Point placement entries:

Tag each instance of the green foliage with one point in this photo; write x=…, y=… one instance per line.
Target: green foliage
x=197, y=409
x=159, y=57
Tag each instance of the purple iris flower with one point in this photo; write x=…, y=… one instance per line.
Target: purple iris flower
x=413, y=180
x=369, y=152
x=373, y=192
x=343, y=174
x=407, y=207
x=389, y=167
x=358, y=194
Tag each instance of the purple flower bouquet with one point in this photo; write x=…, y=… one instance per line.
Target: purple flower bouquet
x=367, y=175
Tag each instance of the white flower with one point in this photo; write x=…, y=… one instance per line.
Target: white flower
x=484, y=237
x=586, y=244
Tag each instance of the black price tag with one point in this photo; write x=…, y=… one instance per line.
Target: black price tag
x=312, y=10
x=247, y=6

_TASK BRIEF_
Copy word for word the lines of the entries from the line with "Tag each instance of the purple flower" up to and including the line with "x=586, y=244".

_RESPONSE_
Tag each instance of the purple flower bouquet with one point in this photo; write x=…, y=… one instance per line.
Target: purple flower bouquet
x=367, y=175
Tag each instance of the white flower with one point in this photo; write x=…, y=… one instance per line.
Target: white flower
x=484, y=237
x=586, y=244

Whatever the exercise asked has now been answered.